▸ **EXERCISE INPUT**
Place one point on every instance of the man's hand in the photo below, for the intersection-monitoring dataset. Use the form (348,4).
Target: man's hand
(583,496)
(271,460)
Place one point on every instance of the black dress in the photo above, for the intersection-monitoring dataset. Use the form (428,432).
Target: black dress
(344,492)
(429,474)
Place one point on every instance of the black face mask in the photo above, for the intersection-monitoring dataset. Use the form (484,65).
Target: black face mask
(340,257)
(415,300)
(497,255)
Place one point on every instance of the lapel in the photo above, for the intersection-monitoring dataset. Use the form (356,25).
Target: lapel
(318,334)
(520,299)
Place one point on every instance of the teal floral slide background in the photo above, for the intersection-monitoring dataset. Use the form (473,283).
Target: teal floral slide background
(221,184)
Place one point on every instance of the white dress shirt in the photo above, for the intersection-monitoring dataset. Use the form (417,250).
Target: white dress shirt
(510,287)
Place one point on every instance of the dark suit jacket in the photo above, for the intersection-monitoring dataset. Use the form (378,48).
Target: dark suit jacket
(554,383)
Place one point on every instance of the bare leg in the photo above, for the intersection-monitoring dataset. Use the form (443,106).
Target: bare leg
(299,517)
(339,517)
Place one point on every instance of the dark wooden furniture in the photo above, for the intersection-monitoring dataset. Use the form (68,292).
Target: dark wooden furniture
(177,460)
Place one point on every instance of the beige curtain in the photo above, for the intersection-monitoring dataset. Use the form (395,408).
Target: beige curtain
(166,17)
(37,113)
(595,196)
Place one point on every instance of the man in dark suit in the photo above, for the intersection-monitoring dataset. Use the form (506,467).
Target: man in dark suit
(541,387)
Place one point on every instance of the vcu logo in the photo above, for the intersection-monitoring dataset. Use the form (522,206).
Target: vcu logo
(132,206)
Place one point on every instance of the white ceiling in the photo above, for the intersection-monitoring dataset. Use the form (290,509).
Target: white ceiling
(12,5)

▸ **PROBLEM TO SOLVE**
Please give an exact restatement of only the lines from the beginning of the material above to the line with "Place one point on every instance of the black dress", inclusive.

▸ **SOLUTION TO THIS PROBLEM**
Place one point on every instance of the man's hand in the photo below, for the intersection-monitoring dataset. Use the form (348,4).
Target: man's hand
(583,496)
(271,460)
Place one point on every instance of the black dress in the photo above, for the intersection-monitoring dataset. Use the form (428,432).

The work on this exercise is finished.